DOCUMENT TEXT: Begin
My home in Uganda is much more than four walls. It’s the tribe of incredible women whom I’ve met whose friendships nurture me. Among my friends in Uganda, I feel a connection that I often lack with US-based friends. It’s a hodge podge mix of ethnicities – German, American, Ugandan, Dutch, Brit – but there’s a connection and familiarity, an understanding. Whether it’s the expat who can relate to the challenges of working in a country with profound poverty, or the Ugandan businesswoman whose tenacity and will propels her forward and inspires me, or the kindred traveler who may have been born in the United States, but whose spirit lives fully only when she is immersed in the unfamiliar, stimulated by the sights, sounds and smells that differ from her usual comfort zone. It’s this motley medley of personalities who welcome me, inspire and motivate me, who encourage whole-hearted laughing and living and who help to ground me and remind me of some of my most important values – kindness, happiness and respect. It’s a kinship that restores me. After a year apart, I forgot how much so.
The Project Have Hope family and the entire Acholi Quarter restores me in a different way. Like any family, the PHH family is filled with love, but that love comes with a price, a price that at times is truly daunting. During 2020, as time and circumstance kept me away, it became much harder to consider the love, and significantly easier to be inundated and overwhelmed by the entitlements and demands - demands that could never be satiated and failed to recognize the grave economic devastation COVID wrought on the already lean, PHH bank account. Demands that made unreasonable requests based on unrealistic expectations. Demands that have beaten me down for 15 years. Demands that felt like the burden of carrying the weighted cross I’ve often photographed on Good Friday in the Quarter. Demands that have nearly broken me.
The demands have many faces. I’m regularly asked to mule various items from the States – dolls, smartphones, cameras, laptops, reading glasses, shoes. Everyone seems to think they’re the only one who’s asking. They’re not. When I’m in the Quarter, there’s always a line of people who come to the PHH building to make their request. “My wife/husband died and now I’m left alone to pay the school fees for my children.” “My auntie died and I need money for transport to the village.” “I used the money to buy (fill in the blank) to pay medical fees for my child, now I can’t continue my business without more capital.” “My roof has holes in it and the rainy season is coming.” “I was not serious in school and failed, but now I want to go back.” “I did well in school and want to go to university, but there is no money.”
The requests are endless. The money is not. I know the demands are simply the voice of desperation, voiced by desperate people who rely on me as their only hope, their benefactor. But the unbearable weight comes from the semantics – people and benefactor. People, as in demands, is plural. Benefactor is singular. Even if I want to help, my resources are limited. Their requests are not.
DOCUMENT TEXT: End
ENTRIES PROVIDED: Begin
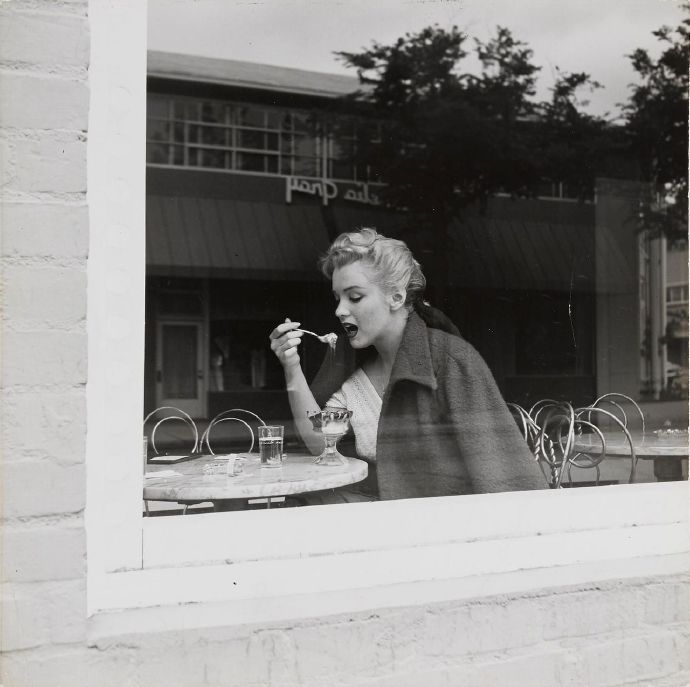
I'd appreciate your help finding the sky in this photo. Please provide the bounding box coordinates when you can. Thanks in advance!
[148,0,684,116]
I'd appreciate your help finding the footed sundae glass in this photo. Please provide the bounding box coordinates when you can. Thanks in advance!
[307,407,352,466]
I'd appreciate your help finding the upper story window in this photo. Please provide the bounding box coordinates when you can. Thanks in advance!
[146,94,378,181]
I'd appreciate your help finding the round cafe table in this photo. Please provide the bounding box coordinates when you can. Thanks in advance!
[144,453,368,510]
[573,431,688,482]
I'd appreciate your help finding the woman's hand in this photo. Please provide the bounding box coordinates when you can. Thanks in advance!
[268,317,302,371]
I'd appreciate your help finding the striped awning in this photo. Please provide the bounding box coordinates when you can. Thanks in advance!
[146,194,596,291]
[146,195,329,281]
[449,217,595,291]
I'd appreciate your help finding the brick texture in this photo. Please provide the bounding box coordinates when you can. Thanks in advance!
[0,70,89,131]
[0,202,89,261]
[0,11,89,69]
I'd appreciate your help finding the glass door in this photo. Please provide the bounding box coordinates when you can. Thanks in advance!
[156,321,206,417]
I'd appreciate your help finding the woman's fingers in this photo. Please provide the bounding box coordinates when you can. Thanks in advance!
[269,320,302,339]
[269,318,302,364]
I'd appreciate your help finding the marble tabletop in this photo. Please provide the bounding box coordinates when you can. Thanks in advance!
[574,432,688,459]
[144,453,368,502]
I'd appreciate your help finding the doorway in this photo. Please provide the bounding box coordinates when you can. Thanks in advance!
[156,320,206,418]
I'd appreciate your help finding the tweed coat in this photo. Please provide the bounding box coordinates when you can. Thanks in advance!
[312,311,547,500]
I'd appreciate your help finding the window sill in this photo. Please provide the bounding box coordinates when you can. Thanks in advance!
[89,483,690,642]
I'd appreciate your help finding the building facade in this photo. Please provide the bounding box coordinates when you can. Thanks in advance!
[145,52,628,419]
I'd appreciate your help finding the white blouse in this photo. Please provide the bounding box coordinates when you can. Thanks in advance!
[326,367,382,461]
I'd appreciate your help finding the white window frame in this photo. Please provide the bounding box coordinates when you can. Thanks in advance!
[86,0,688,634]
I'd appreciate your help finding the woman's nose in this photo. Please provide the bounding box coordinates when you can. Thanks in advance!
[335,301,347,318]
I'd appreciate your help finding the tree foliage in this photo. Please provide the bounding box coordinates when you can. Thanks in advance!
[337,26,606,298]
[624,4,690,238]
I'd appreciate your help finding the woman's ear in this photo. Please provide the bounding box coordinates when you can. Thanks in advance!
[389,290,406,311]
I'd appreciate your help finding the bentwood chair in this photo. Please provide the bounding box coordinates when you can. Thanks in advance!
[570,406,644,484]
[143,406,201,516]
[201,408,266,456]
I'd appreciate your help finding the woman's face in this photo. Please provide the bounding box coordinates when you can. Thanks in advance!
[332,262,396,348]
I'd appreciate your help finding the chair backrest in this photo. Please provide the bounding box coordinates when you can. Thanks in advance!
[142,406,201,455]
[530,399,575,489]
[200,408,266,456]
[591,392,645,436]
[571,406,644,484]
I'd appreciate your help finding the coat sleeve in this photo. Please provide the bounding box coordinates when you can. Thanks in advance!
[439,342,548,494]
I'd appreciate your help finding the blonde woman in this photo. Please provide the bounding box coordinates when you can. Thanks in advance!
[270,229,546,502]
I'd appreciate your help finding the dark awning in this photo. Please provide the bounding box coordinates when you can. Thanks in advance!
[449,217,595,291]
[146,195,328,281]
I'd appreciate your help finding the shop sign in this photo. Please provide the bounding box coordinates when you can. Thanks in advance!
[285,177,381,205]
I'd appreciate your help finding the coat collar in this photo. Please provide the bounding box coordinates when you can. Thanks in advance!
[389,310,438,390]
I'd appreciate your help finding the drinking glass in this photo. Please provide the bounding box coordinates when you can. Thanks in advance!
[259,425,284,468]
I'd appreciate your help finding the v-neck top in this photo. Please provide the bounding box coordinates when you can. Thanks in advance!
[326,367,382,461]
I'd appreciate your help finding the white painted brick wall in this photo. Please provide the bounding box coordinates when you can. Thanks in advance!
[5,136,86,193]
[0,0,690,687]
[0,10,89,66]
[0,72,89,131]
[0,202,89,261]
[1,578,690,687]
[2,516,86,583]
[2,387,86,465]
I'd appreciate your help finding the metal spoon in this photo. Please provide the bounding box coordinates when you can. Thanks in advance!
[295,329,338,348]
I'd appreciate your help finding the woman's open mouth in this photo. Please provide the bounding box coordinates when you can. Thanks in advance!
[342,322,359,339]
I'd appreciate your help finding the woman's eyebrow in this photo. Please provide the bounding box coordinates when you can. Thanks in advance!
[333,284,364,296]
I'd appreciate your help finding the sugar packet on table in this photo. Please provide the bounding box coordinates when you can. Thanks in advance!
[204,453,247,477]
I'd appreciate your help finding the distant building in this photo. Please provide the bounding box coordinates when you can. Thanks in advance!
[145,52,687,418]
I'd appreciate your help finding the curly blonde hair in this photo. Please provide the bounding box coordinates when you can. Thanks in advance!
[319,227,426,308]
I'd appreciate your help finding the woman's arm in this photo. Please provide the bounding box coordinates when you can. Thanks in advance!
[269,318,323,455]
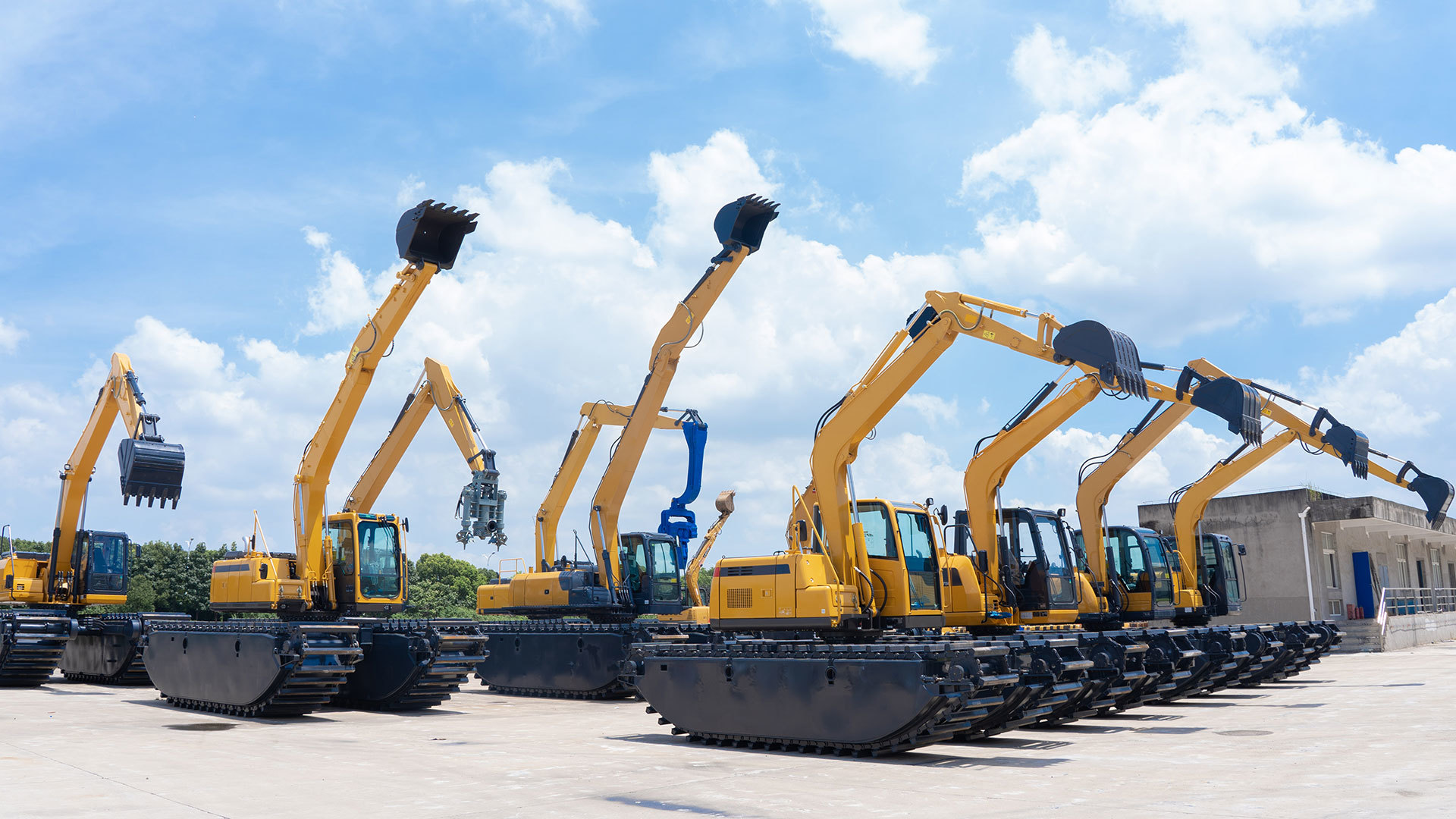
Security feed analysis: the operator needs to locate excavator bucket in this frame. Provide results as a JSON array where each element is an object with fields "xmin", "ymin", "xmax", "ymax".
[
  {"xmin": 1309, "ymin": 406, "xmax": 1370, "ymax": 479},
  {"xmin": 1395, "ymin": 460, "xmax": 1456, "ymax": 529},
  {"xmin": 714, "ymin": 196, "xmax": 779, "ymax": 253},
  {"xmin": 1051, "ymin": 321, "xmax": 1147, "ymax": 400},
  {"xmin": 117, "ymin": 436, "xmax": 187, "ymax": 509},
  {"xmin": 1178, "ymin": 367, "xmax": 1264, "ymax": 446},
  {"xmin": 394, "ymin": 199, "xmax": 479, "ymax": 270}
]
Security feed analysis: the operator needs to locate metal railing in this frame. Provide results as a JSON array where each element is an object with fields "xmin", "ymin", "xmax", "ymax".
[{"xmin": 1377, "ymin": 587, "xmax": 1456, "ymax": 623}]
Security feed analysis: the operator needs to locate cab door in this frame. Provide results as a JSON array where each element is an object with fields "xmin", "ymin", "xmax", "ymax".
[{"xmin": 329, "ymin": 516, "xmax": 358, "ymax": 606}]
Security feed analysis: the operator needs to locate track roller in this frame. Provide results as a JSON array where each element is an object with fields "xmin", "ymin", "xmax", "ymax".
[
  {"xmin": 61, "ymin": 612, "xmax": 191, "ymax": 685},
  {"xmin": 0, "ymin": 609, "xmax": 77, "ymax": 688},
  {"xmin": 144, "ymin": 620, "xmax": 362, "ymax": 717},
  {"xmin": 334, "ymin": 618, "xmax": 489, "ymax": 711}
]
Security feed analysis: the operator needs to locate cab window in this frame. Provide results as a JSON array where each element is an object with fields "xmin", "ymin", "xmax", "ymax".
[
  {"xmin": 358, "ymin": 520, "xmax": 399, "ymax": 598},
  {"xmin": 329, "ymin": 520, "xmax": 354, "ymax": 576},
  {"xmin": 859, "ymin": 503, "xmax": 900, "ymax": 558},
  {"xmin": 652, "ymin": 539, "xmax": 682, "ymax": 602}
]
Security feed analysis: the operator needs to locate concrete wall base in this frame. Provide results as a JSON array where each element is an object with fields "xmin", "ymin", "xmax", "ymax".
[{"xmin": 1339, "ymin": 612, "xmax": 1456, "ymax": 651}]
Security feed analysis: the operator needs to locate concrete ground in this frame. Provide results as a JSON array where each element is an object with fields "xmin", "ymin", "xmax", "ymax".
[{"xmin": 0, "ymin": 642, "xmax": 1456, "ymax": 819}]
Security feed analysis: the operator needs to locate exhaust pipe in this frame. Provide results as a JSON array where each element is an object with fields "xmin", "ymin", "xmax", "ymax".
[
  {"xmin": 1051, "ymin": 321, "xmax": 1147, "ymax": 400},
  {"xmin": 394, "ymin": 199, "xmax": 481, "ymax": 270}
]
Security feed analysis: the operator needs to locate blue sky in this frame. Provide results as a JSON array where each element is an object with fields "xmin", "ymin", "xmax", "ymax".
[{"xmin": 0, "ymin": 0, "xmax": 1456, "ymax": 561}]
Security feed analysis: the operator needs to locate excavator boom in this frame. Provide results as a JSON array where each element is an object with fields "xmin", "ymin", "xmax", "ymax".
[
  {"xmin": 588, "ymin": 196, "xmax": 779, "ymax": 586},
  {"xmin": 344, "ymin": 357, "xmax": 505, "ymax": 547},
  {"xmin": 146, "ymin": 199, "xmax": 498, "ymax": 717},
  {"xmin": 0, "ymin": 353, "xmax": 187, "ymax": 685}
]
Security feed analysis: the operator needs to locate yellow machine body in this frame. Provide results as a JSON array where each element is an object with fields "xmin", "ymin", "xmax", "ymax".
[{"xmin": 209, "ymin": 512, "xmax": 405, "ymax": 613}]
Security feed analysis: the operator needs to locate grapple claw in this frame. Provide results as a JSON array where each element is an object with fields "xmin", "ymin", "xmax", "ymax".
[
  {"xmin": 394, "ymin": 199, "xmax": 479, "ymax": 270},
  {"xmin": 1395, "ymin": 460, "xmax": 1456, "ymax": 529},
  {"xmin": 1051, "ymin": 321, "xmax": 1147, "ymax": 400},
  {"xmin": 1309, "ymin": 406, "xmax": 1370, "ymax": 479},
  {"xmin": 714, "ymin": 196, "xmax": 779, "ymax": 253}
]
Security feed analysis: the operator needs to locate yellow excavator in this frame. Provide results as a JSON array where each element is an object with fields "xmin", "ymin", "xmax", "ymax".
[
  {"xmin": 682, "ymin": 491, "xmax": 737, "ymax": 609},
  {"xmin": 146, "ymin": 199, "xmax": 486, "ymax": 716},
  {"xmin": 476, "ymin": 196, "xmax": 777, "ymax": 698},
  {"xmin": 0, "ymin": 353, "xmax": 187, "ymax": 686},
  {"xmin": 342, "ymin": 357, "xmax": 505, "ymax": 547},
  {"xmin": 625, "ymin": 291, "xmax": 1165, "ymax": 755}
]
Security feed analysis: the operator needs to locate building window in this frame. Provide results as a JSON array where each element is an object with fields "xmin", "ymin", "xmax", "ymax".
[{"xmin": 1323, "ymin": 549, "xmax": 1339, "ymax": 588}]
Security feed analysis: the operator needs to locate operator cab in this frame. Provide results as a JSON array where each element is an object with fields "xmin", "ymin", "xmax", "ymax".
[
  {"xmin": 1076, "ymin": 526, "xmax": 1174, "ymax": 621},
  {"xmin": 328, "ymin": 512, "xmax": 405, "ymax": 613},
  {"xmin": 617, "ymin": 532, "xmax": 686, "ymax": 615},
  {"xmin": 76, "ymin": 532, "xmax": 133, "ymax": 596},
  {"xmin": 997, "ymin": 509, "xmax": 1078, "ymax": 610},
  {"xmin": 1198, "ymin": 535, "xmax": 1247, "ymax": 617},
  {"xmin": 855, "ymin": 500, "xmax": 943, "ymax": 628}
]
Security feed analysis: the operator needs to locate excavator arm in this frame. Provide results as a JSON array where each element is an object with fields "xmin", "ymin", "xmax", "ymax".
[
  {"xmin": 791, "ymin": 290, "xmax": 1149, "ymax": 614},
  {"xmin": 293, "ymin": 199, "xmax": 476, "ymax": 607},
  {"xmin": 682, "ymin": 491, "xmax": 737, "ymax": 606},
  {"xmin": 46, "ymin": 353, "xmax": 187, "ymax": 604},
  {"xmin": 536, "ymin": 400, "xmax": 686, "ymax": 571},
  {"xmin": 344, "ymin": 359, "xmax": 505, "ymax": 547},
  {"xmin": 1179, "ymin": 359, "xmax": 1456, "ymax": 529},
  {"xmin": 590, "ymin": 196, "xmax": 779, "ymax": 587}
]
ENTRIES PROVIDED: End
# PROMPT 1:
List every item the Uganda text says people ask the writer to bring from the States.
# PROMPT 2:
Reproduce word for word the part of the Uganda text starting with "The Project Have" and going on through "nearly broken me.".
You won't need the rows for any of this.

# ANSWER SPACE 1:
dolls, smartphones, cameras, laptops, reading glasses, shoes

# ANSWER SPACE 2:
The Project Have Hope family and the entire Acholi Quarter restores me in a different way. Like any family, the PHH family is filled with love, but that love comes with a price, a price that at times is truly daunting. During 2020, as time and circumstance kept me away, it became much harder to consider the love, and significantly easier to be inundated and overwhelmed by the entitlements and demands - demands that could never be satiated and failed to recognize the grave economic devastation COVID wrought on the already lean, PHH bank account. Demands that made unreasonable requests based on unrealistic expectations. Demands that have beaten me down for 15 years. Demands that felt like the burden of carrying the weighted cross I’ve often photographed on Good Friday in the Quarter. Demands that have nearly broken me.